Provided entries

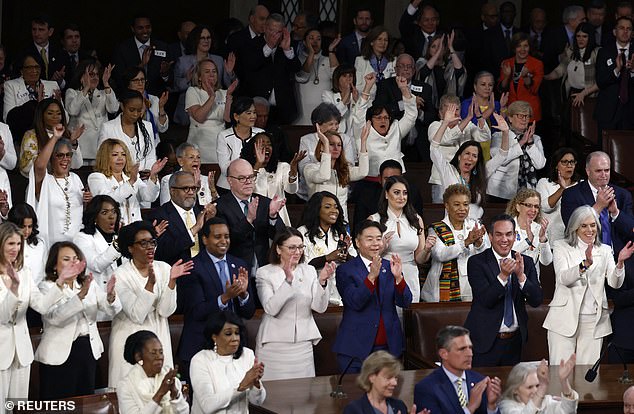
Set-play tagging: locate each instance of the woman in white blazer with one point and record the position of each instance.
(21, 90)
(289, 291)
(578, 316)
(147, 290)
(130, 128)
(344, 95)
(375, 58)
(150, 386)
(70, 344)
(225, 375)
(116, 176)
(525, 156)
(17, 294)
(97, 240)
(89, 106)
(332, 172)
(384, 142)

Task prompt
Rewrite the records above with "white blazer" replaced by "navy blazer" everywhere it appears, leaving all other text unchanged. Leave the pictures out of the answer.

The output
Set-play tagging: locate each instance of the woman in navy blazer with one point and record the position of each instance.
(21, 90)
(289, 291)
(578, 316)
(147, 290)
(130, 128)
(344, 95)
(375, 58)
(150, 386)
(70, 344)
(225, 375)
(116, 176)
(525, 156)
(17, 294)
(97, 240)
(89, 106)
(332, 172)
(384, 142)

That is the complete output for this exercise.